**Stated exercise**
Write the entries below out again exactly; any picture in them stays out.

Point annotation records:

........

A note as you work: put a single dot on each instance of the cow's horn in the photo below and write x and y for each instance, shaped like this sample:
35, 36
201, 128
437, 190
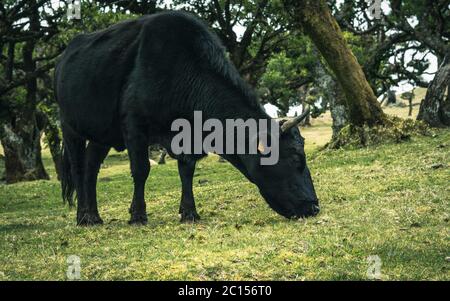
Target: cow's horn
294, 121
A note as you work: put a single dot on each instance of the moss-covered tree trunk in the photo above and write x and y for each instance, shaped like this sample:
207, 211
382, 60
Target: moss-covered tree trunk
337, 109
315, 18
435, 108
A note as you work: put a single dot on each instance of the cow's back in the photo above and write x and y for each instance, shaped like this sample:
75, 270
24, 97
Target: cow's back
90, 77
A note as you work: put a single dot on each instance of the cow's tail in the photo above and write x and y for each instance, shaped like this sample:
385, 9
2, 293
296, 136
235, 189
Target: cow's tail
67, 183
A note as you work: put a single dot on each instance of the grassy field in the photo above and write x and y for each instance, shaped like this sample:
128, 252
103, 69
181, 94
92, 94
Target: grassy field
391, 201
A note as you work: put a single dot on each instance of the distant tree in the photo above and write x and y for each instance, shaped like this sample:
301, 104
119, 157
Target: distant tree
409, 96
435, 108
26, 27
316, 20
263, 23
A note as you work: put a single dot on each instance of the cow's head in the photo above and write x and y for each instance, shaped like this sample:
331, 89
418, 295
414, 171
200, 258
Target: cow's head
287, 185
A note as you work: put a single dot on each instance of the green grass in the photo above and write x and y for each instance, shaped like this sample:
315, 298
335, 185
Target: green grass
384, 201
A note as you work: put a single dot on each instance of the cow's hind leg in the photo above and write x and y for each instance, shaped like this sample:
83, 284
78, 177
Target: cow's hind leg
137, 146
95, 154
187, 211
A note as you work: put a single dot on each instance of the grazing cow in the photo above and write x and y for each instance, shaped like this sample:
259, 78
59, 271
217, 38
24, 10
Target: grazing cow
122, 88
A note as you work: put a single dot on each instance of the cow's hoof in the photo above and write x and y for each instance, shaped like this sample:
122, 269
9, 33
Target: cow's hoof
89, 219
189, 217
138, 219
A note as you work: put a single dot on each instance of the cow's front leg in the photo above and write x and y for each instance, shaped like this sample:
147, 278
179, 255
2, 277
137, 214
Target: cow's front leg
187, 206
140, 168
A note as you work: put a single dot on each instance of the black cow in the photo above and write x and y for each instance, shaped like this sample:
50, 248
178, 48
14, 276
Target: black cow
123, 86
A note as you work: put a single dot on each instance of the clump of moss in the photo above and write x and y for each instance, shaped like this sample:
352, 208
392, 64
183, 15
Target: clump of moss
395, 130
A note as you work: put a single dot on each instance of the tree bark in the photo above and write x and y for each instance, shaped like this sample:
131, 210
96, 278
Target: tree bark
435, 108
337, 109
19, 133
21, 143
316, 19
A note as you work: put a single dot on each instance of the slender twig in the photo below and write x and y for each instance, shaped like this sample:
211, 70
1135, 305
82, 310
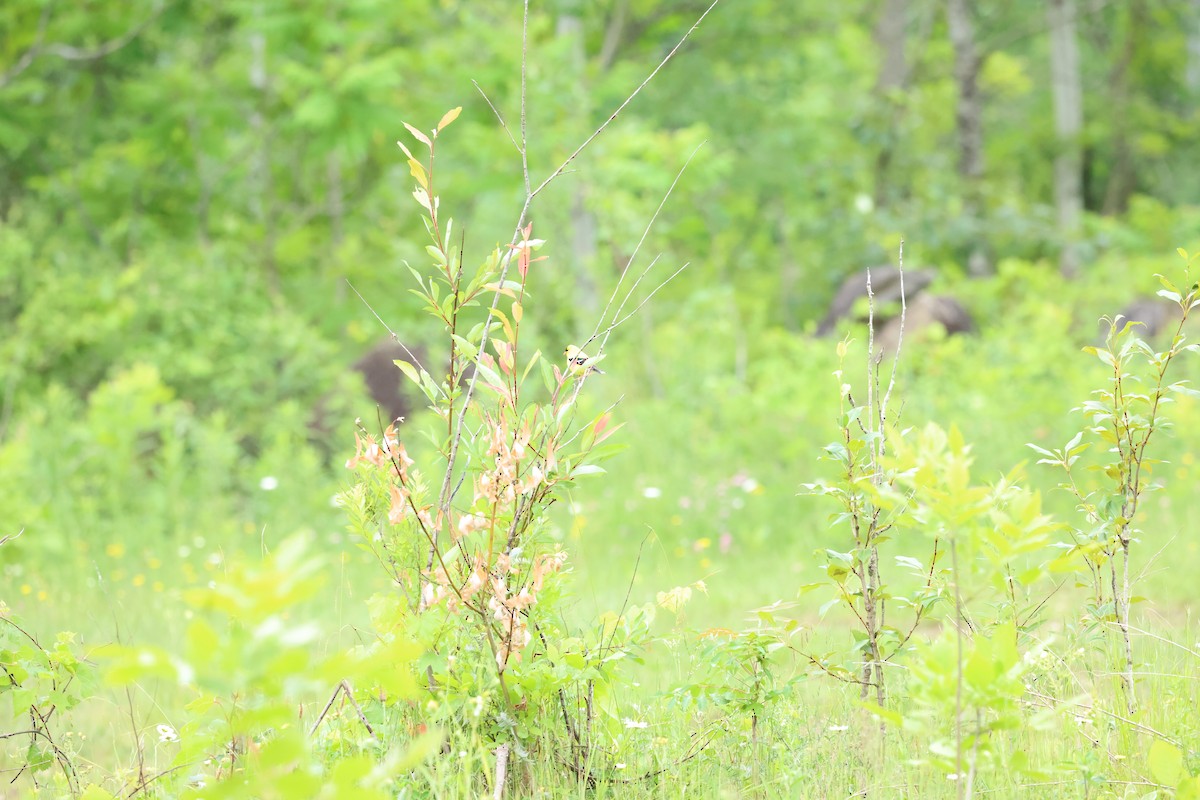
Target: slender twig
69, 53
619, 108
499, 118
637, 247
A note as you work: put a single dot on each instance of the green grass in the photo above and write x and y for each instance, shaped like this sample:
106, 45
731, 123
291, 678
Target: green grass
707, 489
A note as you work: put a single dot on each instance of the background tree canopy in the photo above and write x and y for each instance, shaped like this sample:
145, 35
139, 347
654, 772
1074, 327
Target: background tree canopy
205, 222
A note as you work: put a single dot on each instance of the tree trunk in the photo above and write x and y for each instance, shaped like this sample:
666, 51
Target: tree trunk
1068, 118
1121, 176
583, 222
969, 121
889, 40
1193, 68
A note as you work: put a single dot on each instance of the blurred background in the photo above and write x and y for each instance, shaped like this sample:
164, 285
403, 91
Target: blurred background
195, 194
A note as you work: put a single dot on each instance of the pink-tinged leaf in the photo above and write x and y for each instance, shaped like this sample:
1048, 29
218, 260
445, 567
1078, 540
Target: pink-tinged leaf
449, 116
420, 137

........

**Response to the task**
A note as you work: put a single dot on each instance of the cow's horn in the photo below and write x and y for each instance, shaped like this sample:
35, 36
201, 128
437, 190
Target: cow's horn
294, 121
A note as you work: put a single dot on each instance of the moss-covered tree trunk in the photo above and write x and y for each instance, shaped like this sample:
207, 211
382, 60
Target: moss-covered tree trunk
337, 109
315, 18
435, 108
A note as you work: put a single dot on each instance of the cow's back in the photo above and write x and y for each instance, shaped like this sample:
75, 270
24, 97
Target: cow's back
90, 77
A note as you work: put a single dot on each instance of the cow's tail in the photo above and write x and y for each instance, shaped like this sample:
385, 9
2, 293
296, 136
235, 189
Target: cow's tail
67, 183
A note as you work: put a single dot on each instance of the grassy field in the photo above and write x and y for each instance, shaped like this sample:
128, 252
103, 69
181, 94
92, 94
Target: grassy field
391, 201
A note as you work: put a single dot on each instance of the distant tree in the photo above and write x and y for each instance, shaped like this sample:
301, 104
119, 157
Target: distant tree
409, 96
435, 108
26, 27
316, 20
263, 23
A note as you work: put a single dot on each instance of the cow's head in the photo above and write x and y for each instance, shaped like this sample:
331, 89
418, 295
414, 171
200, 258
Target: cow's head
287, 185
A note as you work: put a single dot on each instance of the green grass in the photo above and write x and y for each instance, shaped like this sample:
315, 298
335, 185
Target: green grass
384, 201
A note as you work: put a single dot on each instance of the cow's hind leg in the photo above and write x and y for each instance, shaped like this sample:
83, 284
78, 177
Target: cow's hind leg
137, 146
95, 154
187, 211
A note as you work: put a single dot on each instance of the grazing cow in the photo above and write x and y for each instance, shaped like this sample:
259, 78
59, 271
217, 38
24, 10
Target: grazing cow
122, 88
A note as you work: put a single dot on each instance of the cow's hoof in the photo above and write x and y for each instance, shaped like this sample:
122, 269
9, 33
Target: cow's hoof
89, 219
189, 217
138, 219
A note as you work: put a single dot on each instance of the cow's front leg in the photo above and write x and y for each instance, shaped like this sample:
147, 278
179, 255
2, 277
137, 214
Target: cow's front leg
187, 206
140, 168
A note as you work: put a single dot on each instance of the black cow in the photo above and write x and y for each instance, shaped like this sample:
50, 248
178, 48
14, 276
Target: black cow
123, 86
A note as you work: put a single dot on each instance of the clump of moss in the photo above and write x and y for each instance, shaped like this sample:
352, 208
392, 64
183, 15
Target: clump of moss
395, 130
A note as you work: put a single dot on each instance of the tree bark in the photo above and write x and y for each instance, shaped like this sample:
131, 210
96, 278
Target: tree bark
435, 108
337, 109
19, 133
21, 143
316, 19
A note as you work: put a single dot on each instance of the slender twig in the photo below and write x and y for each instance, shaped like this sample:
211, 70
1135, 305
82, 310
Target: slender twig
69, 53
619, 108
499, 118
637, 247
A note as you work: put a single dot on each instance of the green grass in the photo above and write x and y for each instance, shaped like this sample:
106, 45
731, 123
291, 678
Target: green grass
707, 489
A note as you work: put a single dot on each instance of the background tree canopy in the photo above and write x and y for each instance, shaped like this sample:
145, 35
139, 347
654, 772
1074, 327
Target: background tree canopy
205, 222
A note as you work: put a single dot on each instance of the tree trunk in the photo above and write x and y for each instance, shaped like this sample:
666, 51
Target: tree trunk
1068, 118
1121, 176
583, 222
969, 121
889, 40
1193, 68
A note as you work: put a single dot on each instance of the blurred background in the photo above and write x and y for each instance, shaped like this sample:
164, 285
403, 91
Target: blurred background
195, 194
A note as you work: put a single dot on each instance of the pink-tinged leaf in the photo above and write x and y for each instance, shaped like this sample:
1048, 29
218, 260
445, 567
1078, 540
Target: pink-tinged leaf
449, 116
420, 137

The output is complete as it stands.